====== Supplied material ======

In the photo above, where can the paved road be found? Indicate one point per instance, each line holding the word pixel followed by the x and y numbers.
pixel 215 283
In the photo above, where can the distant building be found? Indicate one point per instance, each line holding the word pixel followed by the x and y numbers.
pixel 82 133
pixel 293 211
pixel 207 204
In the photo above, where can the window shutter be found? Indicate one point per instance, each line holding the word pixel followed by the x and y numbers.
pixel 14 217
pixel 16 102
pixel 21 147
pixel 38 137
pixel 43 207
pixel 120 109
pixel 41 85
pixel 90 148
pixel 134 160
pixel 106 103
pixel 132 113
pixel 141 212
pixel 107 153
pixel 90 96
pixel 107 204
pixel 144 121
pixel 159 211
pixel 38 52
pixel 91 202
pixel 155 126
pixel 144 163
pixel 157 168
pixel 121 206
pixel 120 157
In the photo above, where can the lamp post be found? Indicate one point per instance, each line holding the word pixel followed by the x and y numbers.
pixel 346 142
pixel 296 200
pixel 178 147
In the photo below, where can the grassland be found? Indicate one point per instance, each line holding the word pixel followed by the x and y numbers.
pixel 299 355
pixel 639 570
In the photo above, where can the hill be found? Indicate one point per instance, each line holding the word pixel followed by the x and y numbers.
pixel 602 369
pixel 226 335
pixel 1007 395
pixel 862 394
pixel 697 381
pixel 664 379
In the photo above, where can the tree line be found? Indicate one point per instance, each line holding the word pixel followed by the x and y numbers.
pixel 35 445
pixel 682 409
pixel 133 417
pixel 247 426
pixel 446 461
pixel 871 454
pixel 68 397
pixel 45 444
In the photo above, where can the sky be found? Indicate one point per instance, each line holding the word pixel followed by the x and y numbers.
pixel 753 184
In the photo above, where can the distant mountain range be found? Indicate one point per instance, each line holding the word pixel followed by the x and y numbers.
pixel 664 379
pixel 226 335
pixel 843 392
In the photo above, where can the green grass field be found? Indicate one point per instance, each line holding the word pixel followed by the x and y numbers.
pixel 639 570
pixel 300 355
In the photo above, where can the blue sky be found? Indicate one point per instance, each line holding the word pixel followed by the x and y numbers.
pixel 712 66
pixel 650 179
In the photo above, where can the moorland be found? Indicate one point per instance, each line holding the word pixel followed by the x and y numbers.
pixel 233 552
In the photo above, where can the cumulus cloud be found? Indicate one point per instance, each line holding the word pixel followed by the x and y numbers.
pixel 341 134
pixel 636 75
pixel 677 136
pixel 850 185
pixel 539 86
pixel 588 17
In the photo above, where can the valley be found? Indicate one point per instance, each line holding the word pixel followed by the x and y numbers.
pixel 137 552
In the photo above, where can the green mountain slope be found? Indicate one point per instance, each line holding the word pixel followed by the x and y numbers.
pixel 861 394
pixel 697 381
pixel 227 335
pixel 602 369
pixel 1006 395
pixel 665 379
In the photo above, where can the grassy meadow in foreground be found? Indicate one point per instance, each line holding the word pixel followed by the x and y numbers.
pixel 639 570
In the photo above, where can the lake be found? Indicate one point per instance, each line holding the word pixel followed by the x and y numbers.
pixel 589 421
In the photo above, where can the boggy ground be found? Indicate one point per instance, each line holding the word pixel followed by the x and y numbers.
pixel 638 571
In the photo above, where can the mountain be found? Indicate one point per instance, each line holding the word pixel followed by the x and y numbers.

======

Given problem >> Return every entry verbatim.

Solved problem >>
In the photo above, where can the paved road be found? Indicate one point per instance, each line holding the word pixel followed by the x and y numbers.
pixel 215 283
In the photo above, where can the distant building be found? Indicate one point per instance, each line holding the word pixel followed by the x and y numbers.
pixel 82 133
pixel 293 211
pixel 207 204
In the photo above, where can the window shutter be found? Indicate one point per instance, each line holding the word pixel followed by the x and y numbers.
pixel 14 217
pixel 16 102
pixel 21 147
pixel 38 137
pixel 43 207
pixel 120 109
pixel 41 85
pixel 90 148
pixel 134 160
pixel 106 103
pixel 132 113
pixel 141 212
pixel 107 153
pixel 90 96
pixel 107 204
pixel 144 121
pixel 159 211
pixel 38 52
pixel 91 202
pixel 155 126
pixel 144 163
pixel 157 168
pixel 121 206
pixel 120 157
In the photo above, where can the lamp post be found? Indicate one point per instance, each line holding the word pixel followed by the x and y numbers.
pixel 346 142
pixel 296 200
pixel 178 147
In the photo below, where can the grassland be found? Indicate one point per instance, each line holding the word pixel followed by the x and y numbers.
pixel 299 355
pixel 639 570
In the photo above, where can the hill be found? Indicate one point per instance, each line holding the word pixel followed by the x and y numbers.
pixel 602 369
pixel 226 335
pixel 1007 395
pixel 862 394
pixel 697 381
pixel 664 379
In the photo above, where can the tree line be found? Indicate one point per instance, each line holding the word pixel followed by the x and y numbers.
pixel 35 445
pixel 682 409
pixel 133 417
pixel 247 426
pixel 446 461
pixel 871 454
pixel 68 397
pixel 45 444
In the photo above, where can the sky be found? Indicate one point per instance, each line holding the word pixel followed by the x and y numbers.
pixel 753 184
In the photo above, where can the distant mountain range be found? Indicate one point per instance, each line holding the word pixel followed by the x and y numbers.
pixel 664 379
pixel 226 335
pixel 843 392
In the photo above, where can the green grass field be found? Indicate one point per instance, each line holding the word pixel followed by the x and y numbers.
pixel 639 570
pixel 300 355
In the photo above, where can the blue sky be found? Indicate one point per instance, each line holding the word pixel followed by the x and y numbers.
pixel 712 66
pixel 650 179
In the photo above, where can the moorland be found? Indicate one point per instance, each line holding the word pixel followed by the x and y numbers.
pixel 233 552
In the photo above, where can the cumulus cloud be found? Indicate one point per instance, each line holding the word pixel followed by the x and y numbers.
pixel 341 134
pixel 636 75
pixel 677 136
pixel 850 185
pixel 539 86
pixel 588 17
In the photo above, where can the valley be found? Indicate one point per instance, each line holding the word pixel followed by the x and y numbers.
pixel 137 552
In the photo above, where can the green mountain slope be found? Indicate one point per instance, each line holding the word pixel followed by the x and y numbers.
pixel 861 394
pixel 697 381
pixel 227 335
pixel 602 369
pixel 1006 395
pixel 665 379
In the photo above, where can the grassy meadow in foreground be found? Indicate one point per instance, each line holding the word pixel followed by the x and y numbers.
pixel 639 570
In the photo above, where can the lake be found? Indicate one point per instance, each line holding the word pixel followed by the x and y numbers.
pixel 589 421
In the photo above, where can the boggy ground be found? Indicate one point per instance, each line holding the word pixel followed by the x and y numbers.
pixel 638 571
In the photo above, where can the mountain be found? Indicate one point per instance, each line holding the word pixel followed by the x and y numbers.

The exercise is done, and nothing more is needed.